What you will do
Format the entries from the line containing "Your task is to find every instance of patch" to the line containing "[167,158,208,169]", both included, as a two-column CSV with the header instruction,boxes. Give one row per entry, with its text and its answer each in a single quoted field and all line breaks replaced by spaces.

** begin Dataset **

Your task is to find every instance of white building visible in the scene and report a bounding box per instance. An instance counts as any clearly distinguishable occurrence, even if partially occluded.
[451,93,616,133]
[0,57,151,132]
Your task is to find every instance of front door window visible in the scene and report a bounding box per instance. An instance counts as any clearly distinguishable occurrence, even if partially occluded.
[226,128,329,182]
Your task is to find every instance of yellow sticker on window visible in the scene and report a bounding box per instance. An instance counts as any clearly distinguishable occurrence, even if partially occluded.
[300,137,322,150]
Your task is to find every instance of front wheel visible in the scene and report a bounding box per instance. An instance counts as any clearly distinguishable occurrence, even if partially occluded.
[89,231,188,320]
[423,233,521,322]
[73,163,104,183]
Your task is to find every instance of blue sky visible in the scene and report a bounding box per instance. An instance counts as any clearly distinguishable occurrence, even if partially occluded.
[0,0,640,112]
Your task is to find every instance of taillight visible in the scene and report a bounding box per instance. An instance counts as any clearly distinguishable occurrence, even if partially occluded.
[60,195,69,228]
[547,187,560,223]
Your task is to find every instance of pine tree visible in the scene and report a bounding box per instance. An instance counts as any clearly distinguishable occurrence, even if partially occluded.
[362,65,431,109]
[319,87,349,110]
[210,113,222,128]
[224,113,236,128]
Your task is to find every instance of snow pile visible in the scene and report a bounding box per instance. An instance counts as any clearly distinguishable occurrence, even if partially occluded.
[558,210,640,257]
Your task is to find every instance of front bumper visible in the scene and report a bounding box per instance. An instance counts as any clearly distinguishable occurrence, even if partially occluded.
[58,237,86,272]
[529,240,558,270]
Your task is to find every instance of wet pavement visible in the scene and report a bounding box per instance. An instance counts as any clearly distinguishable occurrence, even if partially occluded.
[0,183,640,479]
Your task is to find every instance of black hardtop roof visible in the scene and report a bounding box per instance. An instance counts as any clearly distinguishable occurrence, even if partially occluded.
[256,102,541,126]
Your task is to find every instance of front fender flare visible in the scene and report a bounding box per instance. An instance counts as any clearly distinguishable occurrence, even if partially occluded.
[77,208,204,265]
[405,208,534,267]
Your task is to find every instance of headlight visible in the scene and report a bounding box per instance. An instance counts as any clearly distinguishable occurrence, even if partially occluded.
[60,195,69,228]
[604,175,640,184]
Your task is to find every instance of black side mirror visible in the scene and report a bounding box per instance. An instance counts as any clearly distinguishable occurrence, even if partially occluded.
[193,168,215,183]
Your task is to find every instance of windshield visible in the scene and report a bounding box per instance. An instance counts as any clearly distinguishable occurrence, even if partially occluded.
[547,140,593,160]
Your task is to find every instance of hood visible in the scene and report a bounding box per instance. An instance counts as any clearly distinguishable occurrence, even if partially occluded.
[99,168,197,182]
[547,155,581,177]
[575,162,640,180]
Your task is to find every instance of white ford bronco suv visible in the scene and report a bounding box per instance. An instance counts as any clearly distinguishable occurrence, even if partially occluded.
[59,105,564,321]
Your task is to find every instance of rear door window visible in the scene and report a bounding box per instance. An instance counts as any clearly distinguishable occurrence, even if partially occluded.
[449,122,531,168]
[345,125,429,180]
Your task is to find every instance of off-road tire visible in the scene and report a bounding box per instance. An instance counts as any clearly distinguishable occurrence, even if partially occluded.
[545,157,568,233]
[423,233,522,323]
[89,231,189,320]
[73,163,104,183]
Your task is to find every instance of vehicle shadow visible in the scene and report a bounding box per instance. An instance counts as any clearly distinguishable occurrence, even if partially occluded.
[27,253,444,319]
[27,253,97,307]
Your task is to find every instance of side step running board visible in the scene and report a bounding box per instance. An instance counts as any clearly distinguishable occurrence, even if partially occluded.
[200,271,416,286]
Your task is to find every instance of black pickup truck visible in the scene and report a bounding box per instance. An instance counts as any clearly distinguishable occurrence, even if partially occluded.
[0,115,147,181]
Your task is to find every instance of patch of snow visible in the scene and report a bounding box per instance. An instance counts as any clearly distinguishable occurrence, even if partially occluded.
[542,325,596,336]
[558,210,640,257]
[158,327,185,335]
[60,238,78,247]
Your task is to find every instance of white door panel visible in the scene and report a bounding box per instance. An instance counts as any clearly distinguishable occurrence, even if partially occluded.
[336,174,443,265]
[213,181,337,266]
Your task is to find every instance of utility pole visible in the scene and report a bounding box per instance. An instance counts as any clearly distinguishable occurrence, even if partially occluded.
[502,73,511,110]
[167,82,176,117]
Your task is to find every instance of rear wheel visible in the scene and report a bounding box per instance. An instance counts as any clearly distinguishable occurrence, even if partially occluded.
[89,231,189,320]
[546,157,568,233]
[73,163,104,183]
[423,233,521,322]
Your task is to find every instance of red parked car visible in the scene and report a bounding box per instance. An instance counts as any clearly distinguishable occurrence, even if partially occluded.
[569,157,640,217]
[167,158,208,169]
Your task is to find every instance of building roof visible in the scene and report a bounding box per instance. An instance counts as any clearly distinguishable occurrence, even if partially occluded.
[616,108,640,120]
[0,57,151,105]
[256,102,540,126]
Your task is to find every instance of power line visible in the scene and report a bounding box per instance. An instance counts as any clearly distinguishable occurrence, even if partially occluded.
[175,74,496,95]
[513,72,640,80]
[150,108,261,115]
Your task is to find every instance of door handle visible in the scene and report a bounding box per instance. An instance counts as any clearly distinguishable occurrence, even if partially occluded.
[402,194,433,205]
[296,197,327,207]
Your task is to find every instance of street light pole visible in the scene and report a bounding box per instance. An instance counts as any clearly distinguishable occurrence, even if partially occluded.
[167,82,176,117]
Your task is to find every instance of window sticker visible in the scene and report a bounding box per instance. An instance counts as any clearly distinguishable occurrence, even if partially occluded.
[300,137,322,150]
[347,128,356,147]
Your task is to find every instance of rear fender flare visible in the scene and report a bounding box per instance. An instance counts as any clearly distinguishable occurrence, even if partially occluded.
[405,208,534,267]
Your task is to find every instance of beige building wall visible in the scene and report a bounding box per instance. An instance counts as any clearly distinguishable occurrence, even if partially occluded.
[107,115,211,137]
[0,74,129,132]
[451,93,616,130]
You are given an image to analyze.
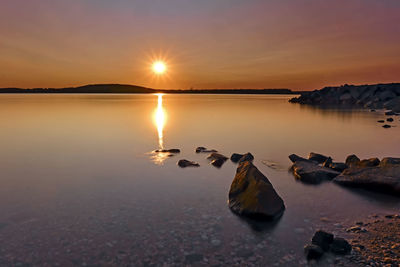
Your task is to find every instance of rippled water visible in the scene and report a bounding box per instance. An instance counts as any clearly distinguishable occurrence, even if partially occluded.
[0,95,400,266]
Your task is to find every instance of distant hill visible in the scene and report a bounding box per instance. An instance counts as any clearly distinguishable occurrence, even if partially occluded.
[0,84,297,94]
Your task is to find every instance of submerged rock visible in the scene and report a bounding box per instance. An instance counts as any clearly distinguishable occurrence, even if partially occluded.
[231,153,243,163]
[330,237,351,255]
[229,161,285,219]
[289,154,310,163]
[207,152,228,161]
[304,244,324,260]
[311,230,333,251]
[210,158,226,168]
[154,148,181,154]
[308,152,328,163]
[196,146,217,153]
[334,158,400,196]
[346,154,361,167]
[239,152,254,163]
[177,159,200,168]
[292,161,340,184]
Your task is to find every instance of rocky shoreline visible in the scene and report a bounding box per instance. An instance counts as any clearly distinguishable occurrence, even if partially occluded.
[289,83,400,111]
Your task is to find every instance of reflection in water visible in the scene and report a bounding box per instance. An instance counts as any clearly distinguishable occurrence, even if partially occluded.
[152,94,171,165]
[154,94,165,149]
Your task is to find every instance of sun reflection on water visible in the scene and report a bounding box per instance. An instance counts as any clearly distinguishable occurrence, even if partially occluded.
[152,94,171,165]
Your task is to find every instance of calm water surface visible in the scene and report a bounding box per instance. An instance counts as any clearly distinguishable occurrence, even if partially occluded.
[0,95,400,266]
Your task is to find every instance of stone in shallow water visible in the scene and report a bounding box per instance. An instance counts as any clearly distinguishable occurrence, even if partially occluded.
[308,152,328,163]
[311,230,333,251]
[229,161,285,219]
[292,161,340,184]
[333,158,400,196]
[196,146,217,153]
[154,148,181,154]
[330,237,351,255]
[304,244,324,260]
[178,159,200,168]
[210,158,225,168]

** end Dataset **

Answer to the problem
instruction,boxes
"Your task is to find every instance of patch of snow visible in the scene and report a bounding box per instance. An instance counts as any clearly distinguishable occurrence, even if partially occluded.","[542,325,596,336] [558,210,640,257] [158,327,185,335] [60,238,78,247]"
"Your task is to find every instance of white door panel visible in the scene and report a bounding box per instance. An instance counts as any clearly distinguishable occurrence, even if partially occluded.","[336,174,443,265] [213,181,337,266]"
"Your task is to find every instance of utility pole visible in the scene and report a bounding box per instance. An instance counts as any clearly distinguishable occurrence, even if partially occluded.","[502,73,511,110] [167,82,176,117]"
"Your task is to find every instance of rear wheel visible in the scene and report a bounding box per instance. An instance counts as any clearly distinguishable occurrence, even if partially occluded.","[89,231,189,320] [546,157,568,233] [73,163,104,183] [423,233,521,322]"
"Your task is to find every instance of red parked car visible in the scene and report a bounding box per instance. An instance counts as any clearly distinguishable occurrence, even if partially occluded.","[569,157,640,217] [167,158,208,169]"